>> start

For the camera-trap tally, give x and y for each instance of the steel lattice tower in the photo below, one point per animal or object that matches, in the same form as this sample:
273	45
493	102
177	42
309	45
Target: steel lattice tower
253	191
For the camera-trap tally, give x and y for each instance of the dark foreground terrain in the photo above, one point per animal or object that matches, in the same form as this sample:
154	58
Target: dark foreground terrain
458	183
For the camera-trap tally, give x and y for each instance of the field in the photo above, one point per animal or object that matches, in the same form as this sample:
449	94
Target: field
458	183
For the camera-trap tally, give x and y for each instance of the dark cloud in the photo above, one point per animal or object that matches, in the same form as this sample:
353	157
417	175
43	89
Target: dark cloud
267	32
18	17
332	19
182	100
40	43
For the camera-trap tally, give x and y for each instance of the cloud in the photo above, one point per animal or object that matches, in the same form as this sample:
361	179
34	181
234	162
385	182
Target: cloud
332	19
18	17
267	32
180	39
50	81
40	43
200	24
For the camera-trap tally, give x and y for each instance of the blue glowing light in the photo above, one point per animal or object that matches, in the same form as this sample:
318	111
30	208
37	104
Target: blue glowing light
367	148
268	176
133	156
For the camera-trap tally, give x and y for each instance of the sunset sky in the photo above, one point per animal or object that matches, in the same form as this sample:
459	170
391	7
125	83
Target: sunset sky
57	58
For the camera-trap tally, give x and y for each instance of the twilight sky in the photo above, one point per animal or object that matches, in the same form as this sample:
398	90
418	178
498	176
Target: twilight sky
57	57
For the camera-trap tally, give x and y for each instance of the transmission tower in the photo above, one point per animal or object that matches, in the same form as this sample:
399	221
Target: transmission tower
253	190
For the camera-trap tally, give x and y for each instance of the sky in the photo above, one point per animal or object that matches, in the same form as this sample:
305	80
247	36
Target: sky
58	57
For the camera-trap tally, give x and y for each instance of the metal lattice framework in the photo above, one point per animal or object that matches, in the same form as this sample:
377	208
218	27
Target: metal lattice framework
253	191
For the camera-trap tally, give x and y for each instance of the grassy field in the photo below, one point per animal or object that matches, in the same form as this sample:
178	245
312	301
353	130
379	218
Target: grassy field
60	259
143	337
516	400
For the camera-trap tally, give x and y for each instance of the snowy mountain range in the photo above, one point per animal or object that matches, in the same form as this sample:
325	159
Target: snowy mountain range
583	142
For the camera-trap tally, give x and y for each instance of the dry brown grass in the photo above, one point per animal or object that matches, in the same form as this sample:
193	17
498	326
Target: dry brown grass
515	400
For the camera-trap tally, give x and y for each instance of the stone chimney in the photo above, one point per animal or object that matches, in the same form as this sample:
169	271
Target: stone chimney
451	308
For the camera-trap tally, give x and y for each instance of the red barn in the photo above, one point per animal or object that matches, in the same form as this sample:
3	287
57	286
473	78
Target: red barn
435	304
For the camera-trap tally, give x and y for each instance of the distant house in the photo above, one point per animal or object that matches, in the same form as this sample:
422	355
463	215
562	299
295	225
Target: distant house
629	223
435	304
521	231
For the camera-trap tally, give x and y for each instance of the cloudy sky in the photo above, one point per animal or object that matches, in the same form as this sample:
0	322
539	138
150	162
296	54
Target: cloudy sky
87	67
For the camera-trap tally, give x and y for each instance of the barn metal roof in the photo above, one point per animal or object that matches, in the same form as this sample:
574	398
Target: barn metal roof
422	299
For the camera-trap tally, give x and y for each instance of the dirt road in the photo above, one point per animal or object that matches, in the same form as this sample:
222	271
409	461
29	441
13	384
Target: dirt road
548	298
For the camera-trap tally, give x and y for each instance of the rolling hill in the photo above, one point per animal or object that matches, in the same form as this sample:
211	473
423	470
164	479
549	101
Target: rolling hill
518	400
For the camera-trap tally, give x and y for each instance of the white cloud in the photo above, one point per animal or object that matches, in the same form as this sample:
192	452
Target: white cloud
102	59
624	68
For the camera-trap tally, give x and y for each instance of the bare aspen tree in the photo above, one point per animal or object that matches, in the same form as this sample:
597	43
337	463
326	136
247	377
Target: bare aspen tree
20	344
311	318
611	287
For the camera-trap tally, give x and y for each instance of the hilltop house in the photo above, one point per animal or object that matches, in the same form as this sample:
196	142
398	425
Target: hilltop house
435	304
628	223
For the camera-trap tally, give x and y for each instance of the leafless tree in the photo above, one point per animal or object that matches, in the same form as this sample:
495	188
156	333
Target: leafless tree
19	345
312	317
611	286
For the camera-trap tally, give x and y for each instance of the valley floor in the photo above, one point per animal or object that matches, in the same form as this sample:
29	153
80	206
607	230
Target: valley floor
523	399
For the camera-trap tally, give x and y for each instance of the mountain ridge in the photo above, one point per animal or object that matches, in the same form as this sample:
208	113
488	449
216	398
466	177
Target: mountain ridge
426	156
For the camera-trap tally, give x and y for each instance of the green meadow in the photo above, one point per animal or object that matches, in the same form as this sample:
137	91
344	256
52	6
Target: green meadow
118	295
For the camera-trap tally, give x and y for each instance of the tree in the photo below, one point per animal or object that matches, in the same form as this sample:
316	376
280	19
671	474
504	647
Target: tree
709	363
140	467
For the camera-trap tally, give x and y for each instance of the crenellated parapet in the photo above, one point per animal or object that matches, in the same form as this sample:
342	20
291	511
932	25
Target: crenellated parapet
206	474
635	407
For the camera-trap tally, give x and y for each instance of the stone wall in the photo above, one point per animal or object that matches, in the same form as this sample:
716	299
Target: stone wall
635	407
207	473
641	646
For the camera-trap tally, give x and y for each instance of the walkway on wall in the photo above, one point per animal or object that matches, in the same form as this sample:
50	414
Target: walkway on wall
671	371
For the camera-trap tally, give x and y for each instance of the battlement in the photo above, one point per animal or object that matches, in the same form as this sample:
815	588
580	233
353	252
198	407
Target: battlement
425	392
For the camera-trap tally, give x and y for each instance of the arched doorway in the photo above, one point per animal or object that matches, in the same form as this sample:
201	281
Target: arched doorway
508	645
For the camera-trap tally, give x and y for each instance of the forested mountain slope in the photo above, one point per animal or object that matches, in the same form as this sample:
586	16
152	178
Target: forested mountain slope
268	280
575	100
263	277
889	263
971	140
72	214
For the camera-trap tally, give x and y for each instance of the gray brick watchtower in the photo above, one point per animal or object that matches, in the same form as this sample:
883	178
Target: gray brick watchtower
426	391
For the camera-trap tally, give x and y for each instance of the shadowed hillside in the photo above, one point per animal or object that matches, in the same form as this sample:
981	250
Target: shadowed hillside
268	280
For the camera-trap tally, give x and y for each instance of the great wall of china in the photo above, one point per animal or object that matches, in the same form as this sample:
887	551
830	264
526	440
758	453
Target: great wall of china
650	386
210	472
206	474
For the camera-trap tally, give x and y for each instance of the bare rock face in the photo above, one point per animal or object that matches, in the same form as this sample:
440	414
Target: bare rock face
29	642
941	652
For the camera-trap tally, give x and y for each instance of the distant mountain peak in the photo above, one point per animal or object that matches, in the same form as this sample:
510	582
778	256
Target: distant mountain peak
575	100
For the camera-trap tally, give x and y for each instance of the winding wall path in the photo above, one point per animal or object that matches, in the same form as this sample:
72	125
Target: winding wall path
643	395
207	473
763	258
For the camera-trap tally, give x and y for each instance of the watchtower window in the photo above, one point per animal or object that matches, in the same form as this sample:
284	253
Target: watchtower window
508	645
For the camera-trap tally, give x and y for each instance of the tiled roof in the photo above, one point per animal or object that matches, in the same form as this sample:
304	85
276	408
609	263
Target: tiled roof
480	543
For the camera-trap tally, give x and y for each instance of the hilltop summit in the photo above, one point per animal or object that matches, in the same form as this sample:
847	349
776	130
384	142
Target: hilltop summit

>> end

◆ **Goal of the exercise**
Quote the data in full, keeping each word unchanged.

◆ **Correct response**
For the camera-trap tally, give x and y for each instance of the steel lattice tower in the photo below, one point per animal or object that matches, in the same form as this sample:
273	45
493	102
177	42
309	45
Target: steel lattice tower
253	191
For the camera-trap tally, give x and y for each instance of the dark foreground terrain in the photo above, one point per animal or object that matches, in the same form as this sample:
154	58
Target: dark foreground terrain
458	183
For the camera-trap tally, give x and y for each instance of the field in the photo above, one point per animal or object that matches, in the same form as this sample:
449	94
Target: field
458	183
For the camera-trap tally, give x and y for each instance of the dark cloud in the photo above, one point per animal or object that matches, in the same form as this sample:
353	157
417	175
43	89
Target: dark cloud
267	32
18	17
332	19
182	100
40	43
For the camera-trap tally, give x and y for each instance of the cloud in the photo above, one point per animal or object that matches, in the same form as this sample:
361	179
34	181
234	162
385	182
Target: cloud
332	19
18	17
267	32
180	39
50	81
40	43
200	24
For the camera-trap tally, give x and y for each instance of the blue glowing light in the photo above, one point per animal or object that matches, in the same form as this sample:
318	111
30	208
37	104
Target: blue glowing light
367	148
268	176
133	156
For the camera-trap tally, give x and y for each instance of the sunset sky in the photo above, one point per animal or object that matches, in the same form as this sample:
459	170
391	7
125	83
Target: sunset sky
57	58
For the camera-trap tally, give x and y for each instance of the twilight sky in the photo above, one point per animal or object that matches, in the same form as this sample:
398	90
418	178
498	176
Target: twilight sky
57	57
For the camera-trap tally, give x and y for each instance of the transmission tower in the photo above, one point per animal or object that matches, in the same form as this sample:
399	221
Target: transmission tower
253	190
For the camera-trap tally, give x and y for each instance of the sky in the photo above, one point per animal or object that matches, in the same form as this sample:
305	80
247	36
Target: sky
58	57
For the camera-trap tally, give x and y for each instance of the metal lattice framework in the photo above, one point per animal or object that matches, in the same form as this sample:
377	208
218	27
Target: metal lattice framework
253	191
For the camera-trap tally, give x and y for each instance of the grassy field in the photo below, one point per animal or object that matches, in the same form as this sample:
178	245
312	301
353	130
379	218
Target: grassy field
60	259
143	337
516	400
For the camera-trap tally, give x and y for each instance of the snowy mountain range in the photo above, one point per animal or object that matches, in the same form as this sample:
325	159
Target: snowy mountain range
583	142
For the camera-trap tally, give x and y for each instance of the dry brown grass in the photo above, one point per animal or object that matches, in the same form as this sample:
193	17
498	326
Target: dry brown grass
515	400
For the camera-trap tally, give x and y for each instance of the stone chimney in the photo above, one point per animal or object that matches, in the same form as this sample:
169	271
Target: stone chimney
451	308
For the camera-trap tally, give x and y for each instance of the red barn in the photo above, one point per animal or object that matches, in the same form as this sample:
3	287
57	286
473	78
Target: red barn
435	304
For the camera-trap tally, give x and y for each instance of the distant house in the photo above, one point per animal or object that matches, in the same form as this sample:
422	355
463	215
562	299
295	225
Target: distant house
629	223
435	304
521	231
For the camera-trap tally, give x and y for each instance of the cloudy sky in the photo above, one point per animal or object that matches, in the same form as this sample:
0	322
539	138
150	162
296	54
Target: cloudy sky
87	67
For the camera-trap tally, give x and y for each instance of the barn metal roof in the photo above, one point per animal or object that matches, in the same form as this sample:
574	398
Target: barn metal roof
422	299
For the camera-trap tally, give x and y for each instance of the dirt road in the photo above, one point per animal or object that matches, in the same form as this sample:
222	271
409	461
29	441
13	384
Target: dirt road
548	298
For the camera-trap tally, give x and y for each instance of the rolling hill in the photo above, one point per animal or object that matches, in the same form as this sample:
211	473
423	470
164	479
549	101
Target: rolling hill
518	400
For the camera-trap tally, give x and y for each instance of the white cloud in the photo above, one point per animal or object that matches, in the same form as this sample:
192	452
Target: white cloud
102	59
624	68
For the camera-trap tally, give x and y for each instance of the bare aspen tree in the photo above, one point per animal or object that matches, in the same form as this sample:
597	43
337	463
326	136
247	377
Target: bare aspen tree
20	344
311	318
611	287
For the camera-trap tally, give x and y for each instance of the hilltop house in the photo above, one point per animal or object that matches, in the same form as this sample:
196	142
398	425
Target: hilltop house
435	304
628	223
For the camera-trap tally, give x and y for each instance of the leafless tree in the photo above, one point per animal or object that matches, in the same form as this sample:
495	188
156	333
Target: leafless tree
19	345
312	317
611	286
For the camera-trap tally, give x and y for each instance of the valley floor in the photo above, one point per animal or object that matches, in the same form as this sample:
29	153
80	206
607	230
Target: valley floor
523	399
For the camera-trap tally, give x and y for each instance of the mountain ridge in the photo above, one point per animal or object that matches, in the same form as this sample:
208	113
488	449
216	398
466	177
Target: mountain ridge
426	156
For the camera-trap tally, give x and y for each instance of the green meadow in the photo above, one point per animal or object that matches, in the same form as this sample:
137	91
344	256
52	6
Target: green meadow
118	295
For the camera-trap tally, give x and y for each instance of the tree in the photo below, one point per animal or object that matches, in the same form as this sample:
316	376
280	19
671	474
504	647
Target: tree
709	363
140	467
For the camera-trap tally, give x and y for each instance of the crenellated parapet in the photo above, one point per animal or object that matches, in the same form as this sample:
342	20
291	511
932	25
Target: crenellated parapet
206	474
635	407
For the camera-trap tally, give x and y for each instance of the stone wall in the photo above, one point per animal or object that matches, in the same form as this sample:
716	299
Target: stone wall
635	407
207	473
641	646
For the camera-trap tally, give x and y for each instance of the walkway on wall in the photo above, one point per animal or object that matches, in the same form as this sample:
50	414
Target: walkway on wall
671	371
For the camera-trap tally, give x and y for each instance of the battlement in the photo above, one point per animal or object that matches, in the same form as this sample:
815	588
580	233
353	252
198	407
Target: battlement
425	392
For the camera-trap tally, give x and y for each instance of the arched doorway in the photo above, one point per animal or object that matches, in the same form as this sample:
201	281
Target: arched doorway
508	645
For the camera-trap tally, give x and y for each instance of the forested mountain slope in the photo above, one point per animal or object that matches, in the same form as this sample:
586	16
152	178
Target: forested mountain slope
268	280
575	100
263	277
889	263
971	140
72	214
For the camera-trap tally, give x and y for each instance of the gray brick watchtower in the photo above, one point per animal or object that matches, in the same form as this sample:
883	178
Target: gray brick watchtower
426	391
For the camera-trap tally, give x and y for each instance of the shadowed hillside in the photo above, one point per animal or object that matches, in the same form as this sample:
981	250
Target: shadowed hillside
268	280
For the camera-trap tally, give x and y for each instance of the great wall of china in the photo above, one point per animal or object that matches, in the same form as this sample:
887	551
830	264
526	440
758	453
Target: great wall of china
650	386
210	472
206	474
For the camera-trap tally, give x and y for each instance of the bare rock face in the photo above, one point per animal or object that matches, in the same form as this sample:
440	414
Target: bare rock face
29	642
941	652
For the camera-trap tally, give x and y for each instance of the distant mountain peak in the photo above, one point per animal or object that matches, in the same form as this sample:
510	582
778	256
Target: distant mountain peak
575	100
For the camera-trap tally, give x and y for each instance of the winding wall path in the photo above, one point per animal or object that matches, in the same form as this sample:
72	125
Target: winding wall path
643	395
207	473
763	258
For the camera-trap tally, give x and y for each instance of the watchtower window in the photo above, one point per animal or object that matches, in the same form as this sample:
284	253
Target: watchtower window
508	645
For the camera-trap tally, give x and y for each instance of the tiled roof in the photo above, one point per animal or object that matches, in the same form as this sample:
304	85
276	408
609	263
Target: tiled roof
480	543
For the camera-trap tally, give x and y for each instance of the hilltop summit in the photo above, one point per animal or object that matches, in the same form as this sample:
847	349
776	130
384	142
Target: hilltop summit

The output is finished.